##### 抜粋文

制作者である常葉大学造形学部磯﨑ゼミの6名は、作品のコンセプトを以下のように説明している。
”私たちの社会は、電力による巨大な基盤の上で回路のように循環していると言っても過言ではない。目視できる物理的な配線から、インターネット、さらには私たち一人ひとりのつながりを光線と見出すこともできる。
それぞれが、余すことなく複雑に交差し張り巡らされた巨大な電気回路の一端を担い、光線どうしがむすばれ、綾を創り出す。そして、この巨大で複雑な電気回路の上で私たちは日々新たな未来へ扉をたたき、きりひらいていく。
これらの一連の構図はまるで手のひらの中で繰り広げられる「あやとり」のよう。あやとりは手と手をむすび、開くとそこには美しく、ユニークな世界がいっぱい広がっていく。

##########

取り組む問題:
1. 抜粋文によると、あやとりで手と手をむすんで開くと、そこには何が広がっていくか。
2. 抜粋文の「それぞれが、余すことなく複雑」を含むところから書き始め、「世界がいっぱい広がっていく。」で終わるまでを、一字も変えずに書き写しなさい。

##### 提示資料

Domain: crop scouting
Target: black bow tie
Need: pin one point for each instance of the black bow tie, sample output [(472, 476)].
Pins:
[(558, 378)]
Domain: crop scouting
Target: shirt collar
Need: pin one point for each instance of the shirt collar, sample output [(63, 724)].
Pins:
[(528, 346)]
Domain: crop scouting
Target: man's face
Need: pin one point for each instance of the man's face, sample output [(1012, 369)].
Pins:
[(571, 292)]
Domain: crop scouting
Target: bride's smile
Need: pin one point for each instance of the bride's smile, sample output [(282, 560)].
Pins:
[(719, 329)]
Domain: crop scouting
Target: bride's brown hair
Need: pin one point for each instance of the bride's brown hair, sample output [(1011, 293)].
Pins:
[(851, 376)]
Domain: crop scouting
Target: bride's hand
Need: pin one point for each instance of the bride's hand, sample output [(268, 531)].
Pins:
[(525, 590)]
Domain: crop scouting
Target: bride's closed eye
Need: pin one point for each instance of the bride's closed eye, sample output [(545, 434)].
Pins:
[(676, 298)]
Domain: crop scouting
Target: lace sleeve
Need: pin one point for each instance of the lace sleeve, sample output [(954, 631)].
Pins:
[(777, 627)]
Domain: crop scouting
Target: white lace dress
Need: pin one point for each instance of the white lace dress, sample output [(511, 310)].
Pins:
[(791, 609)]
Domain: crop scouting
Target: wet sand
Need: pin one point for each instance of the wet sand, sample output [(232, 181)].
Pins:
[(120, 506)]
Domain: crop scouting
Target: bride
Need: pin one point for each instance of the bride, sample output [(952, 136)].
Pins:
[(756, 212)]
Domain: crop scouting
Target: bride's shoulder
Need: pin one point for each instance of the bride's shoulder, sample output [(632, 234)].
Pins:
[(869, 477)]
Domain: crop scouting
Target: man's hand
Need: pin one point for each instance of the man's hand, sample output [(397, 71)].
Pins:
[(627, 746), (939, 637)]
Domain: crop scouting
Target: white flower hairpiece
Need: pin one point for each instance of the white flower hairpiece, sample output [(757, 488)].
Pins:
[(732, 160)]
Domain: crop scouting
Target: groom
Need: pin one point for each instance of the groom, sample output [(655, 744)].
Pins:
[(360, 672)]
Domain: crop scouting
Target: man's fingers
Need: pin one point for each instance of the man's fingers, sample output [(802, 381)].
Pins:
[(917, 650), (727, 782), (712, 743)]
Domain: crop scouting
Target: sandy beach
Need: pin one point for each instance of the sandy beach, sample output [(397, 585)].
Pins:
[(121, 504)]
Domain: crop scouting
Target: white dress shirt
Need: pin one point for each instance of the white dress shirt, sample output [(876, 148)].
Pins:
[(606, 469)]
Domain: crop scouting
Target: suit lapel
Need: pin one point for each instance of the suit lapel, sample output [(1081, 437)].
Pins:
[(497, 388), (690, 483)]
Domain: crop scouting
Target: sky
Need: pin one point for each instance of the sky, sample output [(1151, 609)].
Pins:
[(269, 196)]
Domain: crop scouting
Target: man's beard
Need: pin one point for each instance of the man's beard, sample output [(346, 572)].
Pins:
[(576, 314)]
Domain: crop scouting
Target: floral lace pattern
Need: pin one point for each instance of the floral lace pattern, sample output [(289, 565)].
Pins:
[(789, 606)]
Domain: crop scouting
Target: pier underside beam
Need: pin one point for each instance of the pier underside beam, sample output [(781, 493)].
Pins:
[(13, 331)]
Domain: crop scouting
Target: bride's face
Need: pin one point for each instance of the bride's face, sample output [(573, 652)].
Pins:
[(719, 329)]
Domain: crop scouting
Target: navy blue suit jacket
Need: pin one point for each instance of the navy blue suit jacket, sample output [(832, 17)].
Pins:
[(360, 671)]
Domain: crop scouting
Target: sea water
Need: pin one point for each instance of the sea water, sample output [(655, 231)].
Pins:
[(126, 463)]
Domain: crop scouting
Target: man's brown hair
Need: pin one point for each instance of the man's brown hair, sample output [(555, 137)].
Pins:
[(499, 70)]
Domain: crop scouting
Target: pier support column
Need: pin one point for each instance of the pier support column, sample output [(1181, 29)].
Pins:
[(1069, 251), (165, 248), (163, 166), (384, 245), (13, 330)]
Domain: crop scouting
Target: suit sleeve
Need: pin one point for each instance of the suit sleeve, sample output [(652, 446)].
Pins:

##########

演習の結果:
1. 美しく、ユニークな世界がいっぱい広がっていく。

2.
それぞれが、余すことなく複雑に交差し張り巡らされた巨大な電気回路の一端を担い、光線どうしがむすばれ、綾を創り出す。そして、この巨大で複雑な電気回路の上で私たちは日々新たな未来へ扉をたたき、きりひらいていく。
これらの一連の構図はまるで手のひらの中で繰り広げられる「あやとり」のよう。あやとりは手と手をむすび、開くとそこには美しく、ユニークな世界がいっぱい広がっていく。